#### DATA PROVIDED ####
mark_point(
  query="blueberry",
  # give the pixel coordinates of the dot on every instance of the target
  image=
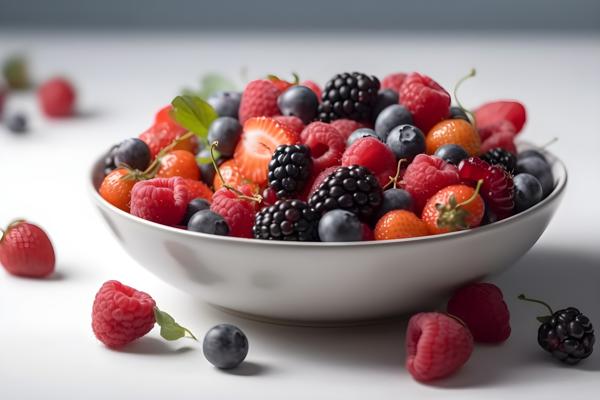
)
(361, 133)
(226, 104)
(451, 153)
(207, 221)
(340, 226)
(406, 141)
(385, 98)
(225, 346)
(391, 117)
(226, 131)
(394, 199)
(540, 169)
(16, 123)
(193, 207)
(528, 191)
(134, 153)
(299, 101)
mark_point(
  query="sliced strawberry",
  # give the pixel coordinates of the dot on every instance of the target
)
(259, 140)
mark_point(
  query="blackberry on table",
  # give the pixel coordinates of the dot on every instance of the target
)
(352, 188)
(289, 169)
(289, 220)
(349, 95)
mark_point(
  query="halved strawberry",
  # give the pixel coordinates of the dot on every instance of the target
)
(259, 140)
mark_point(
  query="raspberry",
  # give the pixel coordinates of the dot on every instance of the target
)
(57, 98)
(292, 122)
(393, 81)
(426, 175)
(121, 314)
(259, 100)
(482, 308)
(326, 145)
(160, 200)
(427, 101)
(237, 212)
(374, 155)
(437, 345)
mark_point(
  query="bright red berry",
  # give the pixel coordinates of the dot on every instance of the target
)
(326, 145)
(160, 200)
(239, 213)
(496, 111)
(497, 189)
(427, 101)
(437, 345)
(57, 97)
(26, 250)
(426, 175)
(259, 100)
(374, 155)
(482, 308)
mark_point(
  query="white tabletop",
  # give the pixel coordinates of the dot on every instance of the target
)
(47, 348)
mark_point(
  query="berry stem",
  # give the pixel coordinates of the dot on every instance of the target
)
(525, 298)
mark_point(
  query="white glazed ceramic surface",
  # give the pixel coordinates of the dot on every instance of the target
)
(327, 282)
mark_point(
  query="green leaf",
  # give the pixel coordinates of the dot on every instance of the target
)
(194, 114)
(169, 329)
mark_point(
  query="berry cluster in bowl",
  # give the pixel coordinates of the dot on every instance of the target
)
(357, 160)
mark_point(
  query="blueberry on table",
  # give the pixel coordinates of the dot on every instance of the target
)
(225, 346)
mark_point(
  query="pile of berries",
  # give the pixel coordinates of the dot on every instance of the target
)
(359, 160)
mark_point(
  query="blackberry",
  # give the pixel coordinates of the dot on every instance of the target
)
(287, 220)
(352, 188)
(349, 95)
(289, 169)
(501, 157)
(567, 334)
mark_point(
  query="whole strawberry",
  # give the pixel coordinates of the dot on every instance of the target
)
(122, 314)
(26, 250)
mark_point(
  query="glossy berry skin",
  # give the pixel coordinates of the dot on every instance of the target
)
(528, 191)
(437, 346)
(568, 335)
(133, 153)
(390, 118)
(26, 250)
(226, 103)
(482, 308)
(340, 226)
(225, 346)
(121, 314)
(57, 98)
(299, 101)
(207, 221)
(226, 131)
(451, 153)
(406, 141)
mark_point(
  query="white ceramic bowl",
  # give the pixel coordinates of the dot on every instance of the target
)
(309, 283)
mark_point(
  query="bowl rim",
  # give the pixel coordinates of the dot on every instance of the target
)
(551, 198)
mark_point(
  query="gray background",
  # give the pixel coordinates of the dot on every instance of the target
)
(302, 15)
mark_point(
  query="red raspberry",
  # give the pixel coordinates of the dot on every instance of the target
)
(426, 175)
(26, 250)
(482, 308)
(326, 145)
(497, 188)
(437, 345)
(238, 213)
(427, 101)
(57, 97)
(393, 81)
(374, 155)
(160, 200)
(259, 100)
(121, 314)
(292, 122)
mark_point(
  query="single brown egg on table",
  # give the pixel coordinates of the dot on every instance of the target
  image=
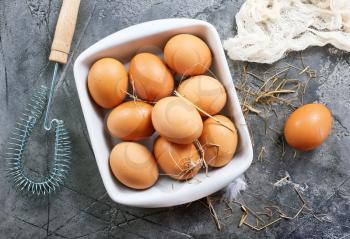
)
(131, 121)
(205, 92)
(150, 77)
(308, 127)
(177, 120)
(133, 165)
(178, 161)
(108, 82)
(218, 140)
(187, 55)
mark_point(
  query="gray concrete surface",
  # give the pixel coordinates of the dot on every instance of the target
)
(83, 210)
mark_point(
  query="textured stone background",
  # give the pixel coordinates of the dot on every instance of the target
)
(83, 210)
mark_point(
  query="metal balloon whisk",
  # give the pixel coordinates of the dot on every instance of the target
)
(42, 101)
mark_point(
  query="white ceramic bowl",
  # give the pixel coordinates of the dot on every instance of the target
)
(123, 45)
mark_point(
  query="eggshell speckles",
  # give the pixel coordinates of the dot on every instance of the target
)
(176, 120)
(131, 121)
(133, 165)
(205, 92)
(152, 80)
(219, 141)
(108, 82)
(179, 161)
(187, 54)
(308, 127)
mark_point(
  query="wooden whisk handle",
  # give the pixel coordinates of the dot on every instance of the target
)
(64, 31)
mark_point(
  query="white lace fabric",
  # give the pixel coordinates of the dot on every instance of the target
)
(268, 29)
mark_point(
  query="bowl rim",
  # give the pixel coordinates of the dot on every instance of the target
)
(138, 32)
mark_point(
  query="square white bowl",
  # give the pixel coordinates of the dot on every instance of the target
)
(123, 45)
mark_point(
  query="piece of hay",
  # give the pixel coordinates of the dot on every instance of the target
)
(235, 188)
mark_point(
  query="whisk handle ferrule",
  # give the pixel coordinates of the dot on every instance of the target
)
(64, 31)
####
== TASK ITEM ==
Transcribe every record exactly and omit each image.

== ANSWER SECTION ==
mark_point(
  query="blueberry",
  # give the pixel coordinates of the dot on every instance of the target
  image=
)
(361, 133)
(226, 104)
(451, 153)
(207, 221)
(340, 226)
(406, 141)
(385, 98)
(225, 346)
(391, 117)
(226, 131)
(394, 199)
(540, 169)
(16, 123)
(193, 207)
(528, 191)
(134, 153)
(299, 101)
mark_point(
  query="sliced strawberry",
  # give the pixel coordinates of the dot on every instance of the target
)
(259, 140)
mark_point(
  query="blackberry on table",
  # give the pixel coordinates of the dot on every instance of the target
)
(352, 188)
(289, 169)
(289, 220)
(349, 95)
mark_point(
  query="halved strawberry",
  # give the pixel coordinates of the dot on every instance of the target
)
(259, 140)
mark_point(
  query="raspberry",
  # give the pixel coordinates of the dot on every instance of the target
)
(57, 98)
(292, 122)
(393, 81)
(426, 175)
(121, 314)
(259, 100)
(482, 308)
(326, 145)
(160, 200)
(427, 101)
(237, 212)
(374, 155)
(437, 345)
mark_point(
  query="bright red berry",
  # give the pixel coordinates of the dot on every instance of the target
)
(326, 145)
(160, 200)
(239, 213)
(496, 111)
(497, 189)
(427, 101)
(437, 345)
(57, 97)
(26, 250)
(426, 175)
(259, 100)
(374, 155)
(482, 308)
mark_point(
  query="white tabletop",
  # give the pixel coordinates of the dot on every instance of the target
)
(47, 348)
mark_point(
  query="berry stem",
  # give the pixel coordinates of the dot on every instance of the target
)
(525, 298)
mark_point(
  query="white glazed ceramic surface",
  # give the pixel coordinates of the dot on every instance of the target
)
(327, 282)
mark_point(
  query="green leaf",
  # give the pixel coordinates of the dot on every instance of the target
)
(194, 114)
(169, 329)
mark_point(
  query="berry cluster in bowl",
  # give the pixel coordinates of the dot on every instance of the target
)
(357, 160)
mark_point(
  query="blueberry on table",
  # give the pixel coordinates of the dot on every instance of the target
)
(225, 346)
mark_point(
  query="pile of berries",
  # give the pixel coordinates of the dot on every instance of the target
)
(359, 160)
mark_point(
  query="blackberry",
  # give the pixel coordinates of the dot on every instance of the target
)
(287, 220)
(352, 188)
(349, 95)
(289, 169)
(501, 157)
(567, 334)
mark_point(
  query="whole strawberry",
  # give the pixel coordinates of the dot on every instance of the target
)
(122, 314)
(26, 250)
mark_point(
  query="glossy berry skin",
  # give the pixel coordinates of the dot on every instance of the target
)
(528, 191)
(437, 346)
(568, 335)
(133, 153)
(390, 118)
(26, 250)
(226, 103)
(482, 308)
(340, 226)
(225, 346)
(121, 314)
(57, 98)
(299, 101)
(207, 221)
(226, 131)
(451, 153)
(406, 141)
mark_point(
  query="white ceramic bowl",
  # give the pixel coordinates of the dot on every instance of the target
)
(309, 283)
mark_point(
  query="bowl rim",
  # give the pixel coordinates of the dot on every instance of the target
)
(551, 198)
mark_point(
  query="gray background",
  # give the pixel coordinates of the dot on every instance of the target
)
(302, 15)
mark_point(
  query="red raspberry",
  # give the pixel coordinates of the dot on every instance of the target
)
(426, 175)
(26, 250)
(482, 308)
(326, 145)
(497, 188)
(437, 345)
(238, 213)
(427, 101)
(57, 97)
(393, 81)
(374, 155)
(160, 200)
(259, 100)
(121, 314)
(292, 122)
mark_point(
  query="single brown egg on table",
  # give the pixel coordinates of the dot on every instance of the target
  image=
)
(131, 121)
(205, 92)
(150, 77)
(308, 127)
(177, 120)
(133, 165)
(178, 161)
(108, 82)
(218, 140)
(187, 55)
mark_point(
  query="gray concrete surface",
  # give the pixel coordinates of the dot on every instance of the target
)
(83, 210)
mark_point(
  query="textured stone background",
  # give the pixel coordinates of the dot on every instance of the target
)
(83, 210)
mark_point(
  query="metal balloon whisk",
  # give the pixel coordinates of the dot on every instance of the target
)
(42, 101)
mark_point(
  query="white ceramic bowl",
  # give the pixel coordinates of the dot on every instance of the target
)
(123, 45)
mark_point(
  query="eggshell speckles",
  # give the pixel coordinates of the dot on every instance of the target
)
(176, 120)
(131, 121)
(133, 165)
(205, 92)
(152, 80)
(219, 141)
(108, 82)
(179, 161)
(187, 54)
(308, 127)
mark_point(
  query="wooden whisk handle",
  # give the pixel coordinates of the dot on every instance of the target
)
(64, 31)
mark_point(
  query="white lace fabric",
  # give the pixel coordinates of the dot on every instance of the target
)
(268, 29)
mark_point(
  query="bowl rim",
  # give the pixel coordinates of the dot on every instance of the target
)
(138, 32)
mark_point(
  query="square white bowl",
  # give the pixel coordinates of the dot on every instance of the target
)
(123, 45)
mark_point(
  query="piece of hay",
  # give the pixel coordinates of the dot on every instance of the target
)
(235, 188)
mark_point(
  query="whisk handle ferrule",
  # give the pixel coordinates of the dot on every instance of the target
)
(64, 31)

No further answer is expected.